Lines before the one containing "Reviewer note: every instance of the white ceiling" are excluded. Repeat that line and every line after it, exactly.

**Task material**

++++++

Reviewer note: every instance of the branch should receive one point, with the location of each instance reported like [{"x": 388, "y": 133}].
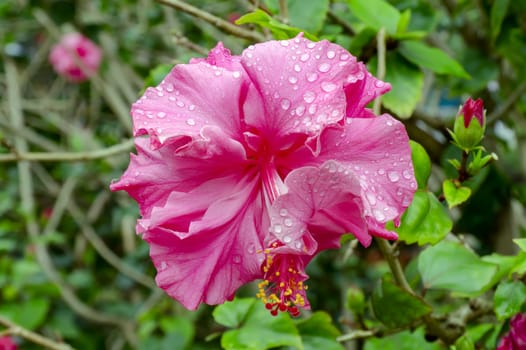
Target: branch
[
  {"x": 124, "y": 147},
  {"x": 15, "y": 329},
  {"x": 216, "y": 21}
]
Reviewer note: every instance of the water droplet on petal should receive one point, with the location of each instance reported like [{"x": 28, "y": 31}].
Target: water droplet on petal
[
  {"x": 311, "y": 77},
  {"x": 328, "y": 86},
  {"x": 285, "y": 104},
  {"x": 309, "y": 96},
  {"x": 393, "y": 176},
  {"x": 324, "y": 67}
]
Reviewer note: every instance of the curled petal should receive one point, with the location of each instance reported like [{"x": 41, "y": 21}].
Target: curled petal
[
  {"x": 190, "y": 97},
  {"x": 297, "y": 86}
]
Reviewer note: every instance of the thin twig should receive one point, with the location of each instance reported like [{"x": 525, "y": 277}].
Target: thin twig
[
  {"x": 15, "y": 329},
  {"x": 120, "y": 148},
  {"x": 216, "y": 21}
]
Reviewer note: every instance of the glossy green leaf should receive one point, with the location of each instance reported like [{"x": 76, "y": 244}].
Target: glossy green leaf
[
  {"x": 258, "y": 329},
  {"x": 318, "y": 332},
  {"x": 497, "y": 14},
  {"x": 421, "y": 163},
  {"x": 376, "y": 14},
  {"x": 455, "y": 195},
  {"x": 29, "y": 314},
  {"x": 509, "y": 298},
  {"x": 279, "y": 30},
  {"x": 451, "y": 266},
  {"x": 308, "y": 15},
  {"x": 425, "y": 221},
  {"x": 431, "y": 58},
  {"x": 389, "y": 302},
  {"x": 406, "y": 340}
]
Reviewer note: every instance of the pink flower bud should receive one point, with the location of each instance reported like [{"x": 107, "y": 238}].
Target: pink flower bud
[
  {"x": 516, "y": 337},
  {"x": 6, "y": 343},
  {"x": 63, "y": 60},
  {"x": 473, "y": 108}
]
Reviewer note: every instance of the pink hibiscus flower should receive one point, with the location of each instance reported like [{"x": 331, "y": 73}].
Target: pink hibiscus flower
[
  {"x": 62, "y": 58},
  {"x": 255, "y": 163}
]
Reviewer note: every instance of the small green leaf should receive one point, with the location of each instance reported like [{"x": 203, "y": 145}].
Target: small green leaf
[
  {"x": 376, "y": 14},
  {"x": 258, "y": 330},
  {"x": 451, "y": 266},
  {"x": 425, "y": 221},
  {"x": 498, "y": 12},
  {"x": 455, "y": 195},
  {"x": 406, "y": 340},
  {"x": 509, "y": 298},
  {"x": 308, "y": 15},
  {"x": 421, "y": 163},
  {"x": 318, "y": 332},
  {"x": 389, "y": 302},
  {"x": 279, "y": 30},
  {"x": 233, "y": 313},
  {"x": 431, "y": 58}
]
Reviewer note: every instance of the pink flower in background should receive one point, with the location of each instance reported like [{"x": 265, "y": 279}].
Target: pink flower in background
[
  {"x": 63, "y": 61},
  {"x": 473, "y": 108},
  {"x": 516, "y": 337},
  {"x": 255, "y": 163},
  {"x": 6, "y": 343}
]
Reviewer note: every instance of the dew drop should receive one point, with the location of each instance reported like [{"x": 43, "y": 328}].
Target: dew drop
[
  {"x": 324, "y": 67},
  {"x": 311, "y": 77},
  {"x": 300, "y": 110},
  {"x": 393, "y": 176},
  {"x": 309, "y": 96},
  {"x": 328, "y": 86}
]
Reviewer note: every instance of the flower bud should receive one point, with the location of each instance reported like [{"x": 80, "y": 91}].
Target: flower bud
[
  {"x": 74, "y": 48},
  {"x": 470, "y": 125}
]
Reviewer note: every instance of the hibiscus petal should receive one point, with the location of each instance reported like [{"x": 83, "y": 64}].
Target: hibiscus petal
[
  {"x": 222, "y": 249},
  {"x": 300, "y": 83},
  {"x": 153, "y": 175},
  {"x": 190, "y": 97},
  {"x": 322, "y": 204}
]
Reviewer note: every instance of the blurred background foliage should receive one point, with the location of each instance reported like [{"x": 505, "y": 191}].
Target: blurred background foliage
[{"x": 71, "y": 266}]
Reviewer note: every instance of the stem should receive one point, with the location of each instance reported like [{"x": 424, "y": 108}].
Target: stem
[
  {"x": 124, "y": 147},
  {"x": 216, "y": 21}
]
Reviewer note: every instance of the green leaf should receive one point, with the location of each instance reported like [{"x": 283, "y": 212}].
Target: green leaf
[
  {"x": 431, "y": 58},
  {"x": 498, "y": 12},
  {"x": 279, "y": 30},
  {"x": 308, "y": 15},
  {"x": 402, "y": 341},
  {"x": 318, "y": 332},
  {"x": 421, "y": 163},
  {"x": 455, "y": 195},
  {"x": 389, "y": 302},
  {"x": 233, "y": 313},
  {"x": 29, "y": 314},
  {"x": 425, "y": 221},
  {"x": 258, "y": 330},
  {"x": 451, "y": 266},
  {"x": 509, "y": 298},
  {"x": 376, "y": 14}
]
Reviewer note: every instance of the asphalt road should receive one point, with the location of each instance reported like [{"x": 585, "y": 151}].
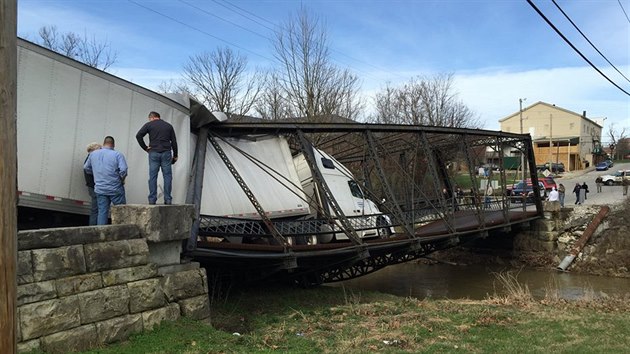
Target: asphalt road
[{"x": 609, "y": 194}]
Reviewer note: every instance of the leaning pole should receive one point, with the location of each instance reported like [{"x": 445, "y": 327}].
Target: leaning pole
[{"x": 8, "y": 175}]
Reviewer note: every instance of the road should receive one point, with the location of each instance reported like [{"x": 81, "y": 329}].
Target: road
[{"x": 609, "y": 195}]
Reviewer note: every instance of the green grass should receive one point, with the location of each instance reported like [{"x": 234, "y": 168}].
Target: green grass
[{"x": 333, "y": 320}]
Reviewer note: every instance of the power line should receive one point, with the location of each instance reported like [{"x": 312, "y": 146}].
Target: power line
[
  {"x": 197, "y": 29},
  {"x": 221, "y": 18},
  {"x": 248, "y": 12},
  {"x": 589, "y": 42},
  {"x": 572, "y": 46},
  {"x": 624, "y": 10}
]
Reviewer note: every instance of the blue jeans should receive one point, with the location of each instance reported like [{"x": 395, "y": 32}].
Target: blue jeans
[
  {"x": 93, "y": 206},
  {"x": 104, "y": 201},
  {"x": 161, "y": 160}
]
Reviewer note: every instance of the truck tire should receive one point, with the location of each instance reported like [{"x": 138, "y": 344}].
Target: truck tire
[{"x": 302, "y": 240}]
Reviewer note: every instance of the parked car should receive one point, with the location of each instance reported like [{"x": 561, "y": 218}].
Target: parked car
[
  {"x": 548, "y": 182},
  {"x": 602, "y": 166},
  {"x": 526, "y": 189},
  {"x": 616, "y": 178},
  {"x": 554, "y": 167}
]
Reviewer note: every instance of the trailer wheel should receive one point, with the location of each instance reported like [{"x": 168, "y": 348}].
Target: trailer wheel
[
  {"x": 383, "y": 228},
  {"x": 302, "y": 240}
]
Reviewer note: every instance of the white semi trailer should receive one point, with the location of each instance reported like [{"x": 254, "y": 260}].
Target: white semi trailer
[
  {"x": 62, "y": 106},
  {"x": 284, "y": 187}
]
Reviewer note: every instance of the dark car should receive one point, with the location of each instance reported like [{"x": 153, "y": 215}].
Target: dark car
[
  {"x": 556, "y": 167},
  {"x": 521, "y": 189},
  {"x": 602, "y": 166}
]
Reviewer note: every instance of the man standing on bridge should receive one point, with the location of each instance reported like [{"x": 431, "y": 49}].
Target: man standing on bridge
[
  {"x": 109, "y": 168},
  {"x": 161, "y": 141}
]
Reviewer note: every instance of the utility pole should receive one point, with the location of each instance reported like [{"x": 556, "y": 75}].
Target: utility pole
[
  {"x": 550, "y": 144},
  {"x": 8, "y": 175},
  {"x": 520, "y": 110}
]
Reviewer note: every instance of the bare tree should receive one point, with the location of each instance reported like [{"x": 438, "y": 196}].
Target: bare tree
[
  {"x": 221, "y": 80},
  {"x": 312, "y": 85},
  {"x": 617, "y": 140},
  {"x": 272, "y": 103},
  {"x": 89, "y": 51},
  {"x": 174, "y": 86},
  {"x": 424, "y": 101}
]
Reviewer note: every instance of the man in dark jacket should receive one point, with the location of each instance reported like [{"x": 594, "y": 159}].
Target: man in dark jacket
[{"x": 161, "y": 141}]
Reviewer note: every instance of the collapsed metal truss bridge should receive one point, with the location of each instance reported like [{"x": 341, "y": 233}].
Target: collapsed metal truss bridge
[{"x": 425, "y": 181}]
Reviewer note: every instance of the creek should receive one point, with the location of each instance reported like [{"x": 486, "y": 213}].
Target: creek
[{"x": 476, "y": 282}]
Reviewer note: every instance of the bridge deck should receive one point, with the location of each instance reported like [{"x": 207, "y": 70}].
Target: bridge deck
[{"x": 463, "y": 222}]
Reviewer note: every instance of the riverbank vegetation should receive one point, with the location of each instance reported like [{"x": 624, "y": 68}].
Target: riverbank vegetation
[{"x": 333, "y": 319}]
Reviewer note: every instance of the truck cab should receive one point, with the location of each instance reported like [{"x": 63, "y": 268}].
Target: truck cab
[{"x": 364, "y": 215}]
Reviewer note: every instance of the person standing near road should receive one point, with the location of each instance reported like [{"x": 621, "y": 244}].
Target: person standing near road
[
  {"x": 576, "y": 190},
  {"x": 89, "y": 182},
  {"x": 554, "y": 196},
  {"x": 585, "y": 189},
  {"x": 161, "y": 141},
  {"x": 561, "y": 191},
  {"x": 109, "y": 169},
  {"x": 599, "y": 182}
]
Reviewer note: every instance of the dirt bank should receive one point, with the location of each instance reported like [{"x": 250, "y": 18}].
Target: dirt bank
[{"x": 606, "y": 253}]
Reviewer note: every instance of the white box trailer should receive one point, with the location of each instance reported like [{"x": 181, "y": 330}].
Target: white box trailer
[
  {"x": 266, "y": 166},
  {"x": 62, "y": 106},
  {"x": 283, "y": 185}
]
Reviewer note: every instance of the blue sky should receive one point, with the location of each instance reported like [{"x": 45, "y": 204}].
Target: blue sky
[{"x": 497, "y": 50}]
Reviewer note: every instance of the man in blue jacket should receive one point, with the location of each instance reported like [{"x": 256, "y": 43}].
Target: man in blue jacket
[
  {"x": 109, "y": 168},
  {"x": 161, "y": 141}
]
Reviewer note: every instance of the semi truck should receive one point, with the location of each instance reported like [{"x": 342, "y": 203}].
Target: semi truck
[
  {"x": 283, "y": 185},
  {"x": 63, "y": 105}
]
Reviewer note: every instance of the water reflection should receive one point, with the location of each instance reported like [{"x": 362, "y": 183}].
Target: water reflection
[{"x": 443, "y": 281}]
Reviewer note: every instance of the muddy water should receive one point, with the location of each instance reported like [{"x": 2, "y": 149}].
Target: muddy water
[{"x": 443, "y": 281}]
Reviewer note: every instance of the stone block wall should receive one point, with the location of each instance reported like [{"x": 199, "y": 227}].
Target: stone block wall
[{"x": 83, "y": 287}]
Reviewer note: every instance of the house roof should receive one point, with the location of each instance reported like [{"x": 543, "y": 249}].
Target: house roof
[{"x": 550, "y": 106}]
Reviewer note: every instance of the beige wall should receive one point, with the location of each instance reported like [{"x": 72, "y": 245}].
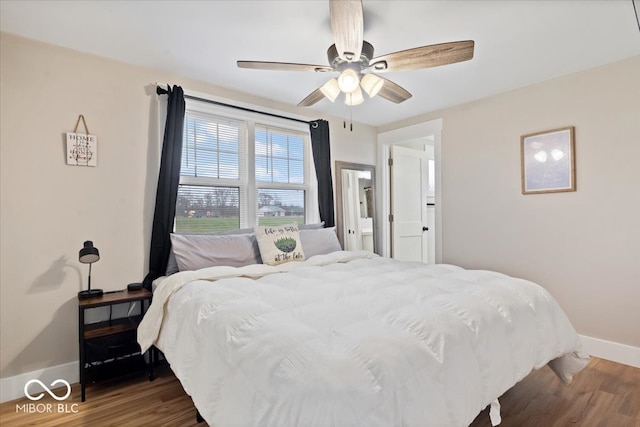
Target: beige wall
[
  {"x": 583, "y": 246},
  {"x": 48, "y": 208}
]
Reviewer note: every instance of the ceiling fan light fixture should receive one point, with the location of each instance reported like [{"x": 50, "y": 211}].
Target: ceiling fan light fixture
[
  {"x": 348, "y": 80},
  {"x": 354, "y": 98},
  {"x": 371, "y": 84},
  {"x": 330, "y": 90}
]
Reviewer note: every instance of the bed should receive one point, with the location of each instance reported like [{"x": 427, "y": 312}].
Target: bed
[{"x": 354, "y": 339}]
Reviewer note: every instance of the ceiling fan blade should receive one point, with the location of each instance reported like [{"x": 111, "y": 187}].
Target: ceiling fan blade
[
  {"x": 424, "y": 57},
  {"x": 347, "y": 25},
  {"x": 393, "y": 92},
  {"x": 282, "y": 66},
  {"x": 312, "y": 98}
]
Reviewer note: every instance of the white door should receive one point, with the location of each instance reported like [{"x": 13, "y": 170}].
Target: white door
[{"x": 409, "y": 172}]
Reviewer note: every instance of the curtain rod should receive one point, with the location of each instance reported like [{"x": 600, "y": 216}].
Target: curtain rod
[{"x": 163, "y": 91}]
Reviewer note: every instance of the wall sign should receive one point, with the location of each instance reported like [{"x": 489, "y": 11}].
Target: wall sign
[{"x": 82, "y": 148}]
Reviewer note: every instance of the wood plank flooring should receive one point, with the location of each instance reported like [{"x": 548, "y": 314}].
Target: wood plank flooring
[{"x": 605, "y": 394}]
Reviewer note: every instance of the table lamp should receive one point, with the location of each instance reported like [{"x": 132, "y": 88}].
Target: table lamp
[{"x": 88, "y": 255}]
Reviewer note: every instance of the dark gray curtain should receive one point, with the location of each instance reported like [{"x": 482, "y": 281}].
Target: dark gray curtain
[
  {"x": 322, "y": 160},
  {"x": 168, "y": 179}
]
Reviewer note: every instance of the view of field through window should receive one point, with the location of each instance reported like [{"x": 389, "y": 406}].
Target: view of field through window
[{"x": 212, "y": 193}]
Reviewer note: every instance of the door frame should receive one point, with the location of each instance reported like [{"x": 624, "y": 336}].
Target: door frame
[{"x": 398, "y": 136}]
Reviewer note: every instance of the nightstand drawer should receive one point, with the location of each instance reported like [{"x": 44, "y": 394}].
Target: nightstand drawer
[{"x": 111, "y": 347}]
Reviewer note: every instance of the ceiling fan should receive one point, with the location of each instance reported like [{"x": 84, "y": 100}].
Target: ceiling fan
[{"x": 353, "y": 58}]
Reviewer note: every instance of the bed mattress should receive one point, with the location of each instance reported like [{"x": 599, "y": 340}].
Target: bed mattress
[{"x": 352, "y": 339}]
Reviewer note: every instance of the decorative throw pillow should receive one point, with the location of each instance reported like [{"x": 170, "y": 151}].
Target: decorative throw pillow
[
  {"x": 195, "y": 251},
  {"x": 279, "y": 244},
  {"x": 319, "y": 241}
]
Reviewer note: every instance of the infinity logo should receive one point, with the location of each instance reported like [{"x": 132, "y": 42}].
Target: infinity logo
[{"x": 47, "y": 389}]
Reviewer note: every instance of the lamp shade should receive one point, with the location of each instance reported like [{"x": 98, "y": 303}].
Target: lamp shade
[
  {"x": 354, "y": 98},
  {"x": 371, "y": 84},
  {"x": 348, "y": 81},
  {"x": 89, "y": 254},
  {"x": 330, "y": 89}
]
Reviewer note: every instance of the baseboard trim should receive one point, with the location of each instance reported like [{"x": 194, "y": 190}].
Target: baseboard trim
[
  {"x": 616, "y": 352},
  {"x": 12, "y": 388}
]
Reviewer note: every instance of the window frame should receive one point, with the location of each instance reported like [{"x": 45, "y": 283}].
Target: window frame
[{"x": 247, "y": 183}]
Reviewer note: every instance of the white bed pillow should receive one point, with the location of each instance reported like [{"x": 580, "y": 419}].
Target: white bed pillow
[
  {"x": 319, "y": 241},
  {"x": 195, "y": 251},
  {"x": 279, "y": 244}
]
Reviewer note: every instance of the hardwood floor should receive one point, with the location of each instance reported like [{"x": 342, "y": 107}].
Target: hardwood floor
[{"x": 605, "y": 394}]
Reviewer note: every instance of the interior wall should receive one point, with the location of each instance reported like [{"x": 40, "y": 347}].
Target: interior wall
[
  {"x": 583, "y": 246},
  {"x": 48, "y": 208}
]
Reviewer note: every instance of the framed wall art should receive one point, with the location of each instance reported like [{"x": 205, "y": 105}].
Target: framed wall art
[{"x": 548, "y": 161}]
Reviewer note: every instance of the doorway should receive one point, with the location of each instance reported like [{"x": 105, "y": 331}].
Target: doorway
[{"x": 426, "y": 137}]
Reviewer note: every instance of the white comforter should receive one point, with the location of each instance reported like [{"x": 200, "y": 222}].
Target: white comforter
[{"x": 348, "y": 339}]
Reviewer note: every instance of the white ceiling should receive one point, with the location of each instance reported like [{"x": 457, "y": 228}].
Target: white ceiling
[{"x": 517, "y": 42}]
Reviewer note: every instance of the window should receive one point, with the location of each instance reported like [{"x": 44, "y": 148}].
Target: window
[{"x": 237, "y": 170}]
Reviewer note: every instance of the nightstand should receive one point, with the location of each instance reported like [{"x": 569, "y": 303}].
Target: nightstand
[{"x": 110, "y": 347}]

++++++

**Task solution**
Reviewer note: every instance of the white ceiling should receive one point, with the location of each instance reported like [{"x": 457, "y": 228}].
Target: white ceiling
[{"x": 517, "y": 42}]
Reviewer note: every instance of the window should receive one point, with the location of each instance reported like [{"x": 44, "y": 148}].
Target: window
[{"x": 237, "y": 170}]
Reviewer note: every instance of the nightstand should receive one point, with the location of each instance reported like [{"x": 569, "y": 303}].
Target: nightstand
[{"x": 110, "y": 347}]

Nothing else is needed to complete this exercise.